Material:
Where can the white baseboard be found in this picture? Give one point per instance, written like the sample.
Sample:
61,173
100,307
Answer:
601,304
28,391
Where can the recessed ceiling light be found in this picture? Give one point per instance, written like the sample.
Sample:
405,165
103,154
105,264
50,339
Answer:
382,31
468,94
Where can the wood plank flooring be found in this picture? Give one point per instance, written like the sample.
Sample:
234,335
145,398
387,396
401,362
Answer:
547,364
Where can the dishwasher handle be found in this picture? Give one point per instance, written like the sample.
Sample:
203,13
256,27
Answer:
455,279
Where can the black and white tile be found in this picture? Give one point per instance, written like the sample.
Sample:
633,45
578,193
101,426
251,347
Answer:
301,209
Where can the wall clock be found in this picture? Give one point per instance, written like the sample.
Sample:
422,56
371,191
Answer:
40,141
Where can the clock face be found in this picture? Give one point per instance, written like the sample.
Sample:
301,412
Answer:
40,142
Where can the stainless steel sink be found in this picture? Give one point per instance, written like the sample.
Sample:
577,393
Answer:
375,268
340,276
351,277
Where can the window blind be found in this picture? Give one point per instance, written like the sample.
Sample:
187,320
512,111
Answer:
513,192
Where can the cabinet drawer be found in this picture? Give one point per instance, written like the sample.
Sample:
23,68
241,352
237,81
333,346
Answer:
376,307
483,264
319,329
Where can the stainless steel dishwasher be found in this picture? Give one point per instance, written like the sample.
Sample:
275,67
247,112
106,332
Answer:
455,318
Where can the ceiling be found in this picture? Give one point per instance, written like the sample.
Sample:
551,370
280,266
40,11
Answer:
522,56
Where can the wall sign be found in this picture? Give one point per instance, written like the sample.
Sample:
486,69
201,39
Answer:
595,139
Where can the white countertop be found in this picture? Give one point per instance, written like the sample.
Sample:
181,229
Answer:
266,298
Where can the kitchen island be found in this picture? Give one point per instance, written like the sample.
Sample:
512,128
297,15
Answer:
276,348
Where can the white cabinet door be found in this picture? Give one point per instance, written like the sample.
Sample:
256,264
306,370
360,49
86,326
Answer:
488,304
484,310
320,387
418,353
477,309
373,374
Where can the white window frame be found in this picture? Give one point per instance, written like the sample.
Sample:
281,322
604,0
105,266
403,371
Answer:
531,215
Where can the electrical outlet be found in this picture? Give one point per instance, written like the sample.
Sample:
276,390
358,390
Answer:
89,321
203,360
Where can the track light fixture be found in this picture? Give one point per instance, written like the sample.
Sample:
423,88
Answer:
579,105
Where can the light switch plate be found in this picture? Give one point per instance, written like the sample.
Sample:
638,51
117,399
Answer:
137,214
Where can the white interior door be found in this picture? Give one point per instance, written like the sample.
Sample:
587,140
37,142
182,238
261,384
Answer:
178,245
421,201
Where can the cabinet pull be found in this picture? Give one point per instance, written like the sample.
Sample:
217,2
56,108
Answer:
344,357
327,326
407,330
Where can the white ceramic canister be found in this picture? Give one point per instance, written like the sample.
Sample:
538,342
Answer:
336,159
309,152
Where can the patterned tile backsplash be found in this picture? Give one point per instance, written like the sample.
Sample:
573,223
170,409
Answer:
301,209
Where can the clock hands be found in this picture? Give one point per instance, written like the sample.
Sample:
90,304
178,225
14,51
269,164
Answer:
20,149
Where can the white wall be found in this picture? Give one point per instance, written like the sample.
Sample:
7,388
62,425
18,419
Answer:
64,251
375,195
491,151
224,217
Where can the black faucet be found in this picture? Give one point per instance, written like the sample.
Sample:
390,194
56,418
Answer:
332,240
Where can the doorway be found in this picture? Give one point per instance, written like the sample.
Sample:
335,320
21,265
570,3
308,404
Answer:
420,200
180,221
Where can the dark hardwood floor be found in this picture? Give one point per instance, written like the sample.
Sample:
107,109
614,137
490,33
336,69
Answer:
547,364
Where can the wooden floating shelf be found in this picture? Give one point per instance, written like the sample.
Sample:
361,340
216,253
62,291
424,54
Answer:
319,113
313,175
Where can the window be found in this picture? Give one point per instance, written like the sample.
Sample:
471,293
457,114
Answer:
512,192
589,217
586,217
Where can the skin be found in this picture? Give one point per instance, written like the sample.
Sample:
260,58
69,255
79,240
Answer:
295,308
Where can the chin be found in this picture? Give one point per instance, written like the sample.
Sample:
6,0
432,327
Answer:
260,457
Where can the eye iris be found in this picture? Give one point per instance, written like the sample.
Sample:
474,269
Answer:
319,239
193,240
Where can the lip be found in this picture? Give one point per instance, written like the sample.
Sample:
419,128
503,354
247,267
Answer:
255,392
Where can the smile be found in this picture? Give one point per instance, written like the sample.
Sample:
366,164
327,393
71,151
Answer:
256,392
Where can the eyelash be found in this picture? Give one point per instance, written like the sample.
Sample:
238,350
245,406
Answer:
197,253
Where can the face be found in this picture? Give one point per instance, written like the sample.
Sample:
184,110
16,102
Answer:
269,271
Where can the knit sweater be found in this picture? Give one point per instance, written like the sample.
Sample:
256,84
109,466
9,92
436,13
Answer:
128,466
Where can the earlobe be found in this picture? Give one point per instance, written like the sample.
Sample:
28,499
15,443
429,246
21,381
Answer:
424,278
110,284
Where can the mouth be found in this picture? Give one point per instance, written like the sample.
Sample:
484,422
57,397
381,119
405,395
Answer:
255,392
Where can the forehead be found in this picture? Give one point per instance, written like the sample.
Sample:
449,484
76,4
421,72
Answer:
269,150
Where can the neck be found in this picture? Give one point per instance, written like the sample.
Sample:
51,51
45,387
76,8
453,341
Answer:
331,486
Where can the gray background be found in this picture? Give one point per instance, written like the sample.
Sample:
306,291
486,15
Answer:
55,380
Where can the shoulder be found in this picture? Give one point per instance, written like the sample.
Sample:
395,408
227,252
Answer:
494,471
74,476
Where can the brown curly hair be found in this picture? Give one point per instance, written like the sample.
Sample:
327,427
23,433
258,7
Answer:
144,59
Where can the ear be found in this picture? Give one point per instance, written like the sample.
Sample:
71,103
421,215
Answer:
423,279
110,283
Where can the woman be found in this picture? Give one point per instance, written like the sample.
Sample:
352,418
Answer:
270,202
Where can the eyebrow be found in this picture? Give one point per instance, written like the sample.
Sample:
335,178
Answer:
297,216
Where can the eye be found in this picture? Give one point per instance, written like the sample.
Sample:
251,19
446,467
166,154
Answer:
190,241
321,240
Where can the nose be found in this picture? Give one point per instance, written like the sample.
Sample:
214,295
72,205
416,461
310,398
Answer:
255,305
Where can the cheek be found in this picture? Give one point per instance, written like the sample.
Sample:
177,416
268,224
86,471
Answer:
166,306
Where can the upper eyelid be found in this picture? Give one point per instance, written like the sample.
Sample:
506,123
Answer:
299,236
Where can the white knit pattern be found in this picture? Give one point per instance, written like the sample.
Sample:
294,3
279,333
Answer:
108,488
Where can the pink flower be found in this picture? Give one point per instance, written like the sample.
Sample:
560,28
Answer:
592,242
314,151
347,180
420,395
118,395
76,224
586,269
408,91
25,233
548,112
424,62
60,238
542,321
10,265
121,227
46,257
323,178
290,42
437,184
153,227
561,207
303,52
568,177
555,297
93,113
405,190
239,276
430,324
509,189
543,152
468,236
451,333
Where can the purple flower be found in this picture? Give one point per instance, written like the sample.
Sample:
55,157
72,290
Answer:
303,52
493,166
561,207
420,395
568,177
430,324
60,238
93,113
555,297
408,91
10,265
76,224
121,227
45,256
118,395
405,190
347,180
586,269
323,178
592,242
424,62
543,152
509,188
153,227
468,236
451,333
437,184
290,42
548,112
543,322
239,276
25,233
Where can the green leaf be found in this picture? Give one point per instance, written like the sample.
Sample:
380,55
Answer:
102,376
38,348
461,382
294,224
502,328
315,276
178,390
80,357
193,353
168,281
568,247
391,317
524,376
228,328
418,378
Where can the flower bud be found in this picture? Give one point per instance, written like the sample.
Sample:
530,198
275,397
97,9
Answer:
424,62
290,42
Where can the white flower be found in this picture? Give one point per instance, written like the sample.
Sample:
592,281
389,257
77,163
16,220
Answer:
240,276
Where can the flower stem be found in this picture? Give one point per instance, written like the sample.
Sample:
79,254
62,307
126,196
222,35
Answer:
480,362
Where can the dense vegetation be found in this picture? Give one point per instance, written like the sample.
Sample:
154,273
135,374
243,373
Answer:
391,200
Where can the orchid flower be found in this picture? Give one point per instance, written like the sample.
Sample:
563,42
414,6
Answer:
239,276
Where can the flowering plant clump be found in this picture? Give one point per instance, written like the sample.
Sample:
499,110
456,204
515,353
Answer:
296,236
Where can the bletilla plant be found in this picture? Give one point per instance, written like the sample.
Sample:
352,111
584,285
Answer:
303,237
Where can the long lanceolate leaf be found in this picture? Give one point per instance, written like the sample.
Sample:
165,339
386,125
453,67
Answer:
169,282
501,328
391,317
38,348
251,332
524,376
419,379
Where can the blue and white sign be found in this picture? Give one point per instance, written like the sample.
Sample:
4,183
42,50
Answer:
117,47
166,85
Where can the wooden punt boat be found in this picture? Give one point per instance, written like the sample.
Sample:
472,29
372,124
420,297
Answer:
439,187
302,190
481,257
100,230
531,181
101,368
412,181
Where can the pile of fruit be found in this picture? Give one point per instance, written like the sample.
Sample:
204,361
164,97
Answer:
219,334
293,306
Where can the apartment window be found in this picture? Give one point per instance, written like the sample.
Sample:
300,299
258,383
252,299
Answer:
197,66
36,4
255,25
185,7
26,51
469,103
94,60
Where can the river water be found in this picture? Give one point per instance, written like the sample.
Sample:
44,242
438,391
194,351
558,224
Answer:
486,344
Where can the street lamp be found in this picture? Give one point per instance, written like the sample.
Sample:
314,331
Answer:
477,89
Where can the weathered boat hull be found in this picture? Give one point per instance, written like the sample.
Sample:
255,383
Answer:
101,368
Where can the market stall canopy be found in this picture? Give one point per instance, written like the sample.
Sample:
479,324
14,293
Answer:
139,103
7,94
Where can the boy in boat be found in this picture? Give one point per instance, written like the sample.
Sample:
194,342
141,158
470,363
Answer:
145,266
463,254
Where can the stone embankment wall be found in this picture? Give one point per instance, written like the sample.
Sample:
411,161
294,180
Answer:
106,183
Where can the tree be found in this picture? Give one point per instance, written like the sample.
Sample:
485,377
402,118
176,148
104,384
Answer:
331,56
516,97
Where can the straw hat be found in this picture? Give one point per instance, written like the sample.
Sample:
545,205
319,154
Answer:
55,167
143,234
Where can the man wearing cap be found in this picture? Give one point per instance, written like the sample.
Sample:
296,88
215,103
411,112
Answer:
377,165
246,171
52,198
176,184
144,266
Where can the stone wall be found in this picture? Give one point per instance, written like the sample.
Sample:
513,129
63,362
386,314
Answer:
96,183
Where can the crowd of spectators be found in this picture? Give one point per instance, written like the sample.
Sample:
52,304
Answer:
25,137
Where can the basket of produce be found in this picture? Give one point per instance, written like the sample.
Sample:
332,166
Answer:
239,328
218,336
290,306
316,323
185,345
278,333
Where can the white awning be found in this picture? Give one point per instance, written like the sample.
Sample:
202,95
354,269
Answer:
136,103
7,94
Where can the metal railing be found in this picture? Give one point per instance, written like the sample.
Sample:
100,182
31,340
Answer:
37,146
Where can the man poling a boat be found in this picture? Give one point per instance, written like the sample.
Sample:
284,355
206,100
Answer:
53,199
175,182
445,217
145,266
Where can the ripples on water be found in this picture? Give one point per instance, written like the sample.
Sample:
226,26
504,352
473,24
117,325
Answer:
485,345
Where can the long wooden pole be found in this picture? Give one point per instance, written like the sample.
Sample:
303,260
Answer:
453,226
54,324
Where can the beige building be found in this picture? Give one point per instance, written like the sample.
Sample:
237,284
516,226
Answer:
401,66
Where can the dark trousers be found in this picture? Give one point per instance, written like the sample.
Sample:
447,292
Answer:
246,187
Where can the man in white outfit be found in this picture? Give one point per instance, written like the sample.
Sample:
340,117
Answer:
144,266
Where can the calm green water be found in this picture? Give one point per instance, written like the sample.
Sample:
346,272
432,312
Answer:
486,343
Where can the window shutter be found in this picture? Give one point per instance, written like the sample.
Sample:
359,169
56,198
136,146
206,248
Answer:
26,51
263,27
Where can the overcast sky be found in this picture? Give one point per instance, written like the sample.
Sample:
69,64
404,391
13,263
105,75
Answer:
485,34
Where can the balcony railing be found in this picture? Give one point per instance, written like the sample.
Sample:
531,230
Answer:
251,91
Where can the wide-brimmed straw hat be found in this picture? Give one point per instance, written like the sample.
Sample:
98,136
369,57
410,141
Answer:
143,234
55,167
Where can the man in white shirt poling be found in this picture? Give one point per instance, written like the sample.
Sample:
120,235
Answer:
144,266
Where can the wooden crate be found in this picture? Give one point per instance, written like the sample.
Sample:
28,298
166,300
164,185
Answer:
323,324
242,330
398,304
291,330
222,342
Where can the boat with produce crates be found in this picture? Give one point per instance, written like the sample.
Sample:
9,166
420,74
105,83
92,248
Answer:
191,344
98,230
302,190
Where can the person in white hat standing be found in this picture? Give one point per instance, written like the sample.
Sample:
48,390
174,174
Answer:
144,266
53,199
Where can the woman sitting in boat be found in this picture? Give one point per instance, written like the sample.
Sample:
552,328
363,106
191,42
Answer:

Set problem: Each line from the one containing "Where can the wooden crate" to the final line of the entries above must be returned exactly, and no other line may appear.

The answer:
Where can the wooden crate be found in this picture? Give one point per instance, written like the sample.
Sample:
28,298
166,300
164,185
Answer:
323,324
242,330
398,304
291,330
222,342
Where can the boat with produce crates be found in this picture? Give one point per instance, written like the sample.
Sample:
9,166
420,74
105,83
92,248
Answer:
191,344
98,230
302,190
Where can the person in white hat standing be found in this picture? Give one point per instance, written like the sample.
Sample:
48,390
174,174
Answer:
144,266
53,199
Where can the woman sitting in boat be found in this picture? Give one point per instance, written like the sample.
Sample:
552,328
363,106
191,42
Answer:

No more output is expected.